## Übungstext
****************

Wir müssen einen Ausgleich zwischen Feuerwehr, Familie, Beruf und Freizeit schaffen. Feuerwehrdienst muss sich mit dem Leben der Menschen vereinbaren lassen. Und nicht zuletzt darf es auch Spaß machen – Engagement in der Feuerwehr darf nicht zur Belastung werden. Dafür braucht es mehr Wertschätzung für Ehrenamtliche. Wenn jemand 40 Jahre ehrenamtlich in der Feuerwehr aktiv war und am Ende nur eine Flasche Wein bekommt, ist das keine echte Wertschätzung. Viele Kommunen setzen bereits gezielt auf Ehrungen, Vergünstigungen oder etwa Aufenthalte im Feuerwehrhotel am Titisee – solche Modelle sollten Schule machen. Man darf nicht vergessen: Wenn wir das alles hauptamtlich organisieren würden, wie die Polizei oder den Rettungsdienst, wären die Kommunen finanziell nicht in der Lage, das zu stemmen. Deshalb ist es wichtig, in das freiwillige Feuerwehrwesen zu investieren und es attraktiv zu halten.

****************

## Dargestellte Informationen
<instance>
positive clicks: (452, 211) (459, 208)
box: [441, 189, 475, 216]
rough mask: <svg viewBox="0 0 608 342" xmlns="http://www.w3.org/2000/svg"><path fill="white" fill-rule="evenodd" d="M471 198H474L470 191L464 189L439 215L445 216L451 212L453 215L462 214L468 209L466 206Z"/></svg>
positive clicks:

****************

## Aufgaben
- 1) Auf welche Maßnahmen setzen laut dem Text über die freiwillige Feuerwehr viele Kommunen bereits gezielt?
- 2) Erläutern Sie anhand des Übungstexts, weshalb es wichtig ist, in das freiwillige Feuerwehrwesen zu investieren.
Die Datensätze stehen in keinem Zusammenhang mit dem Übungstext.

## Lösungen
- 1) Auf Ehrungen, Vergünstigungen oder etwa Aufenthalte im Feuerwehrhotel am Titisee.

- 2) Würde man den Feuerwehrdienst hauptamtlich organisieren wie die Polizei oder den Rettungsdienst, könnten die Kommunen das finanziell nicht stemmen. Deshalb muss das freiwillige Feuerwehrwesen gefördert und attraktiv gehalten werden.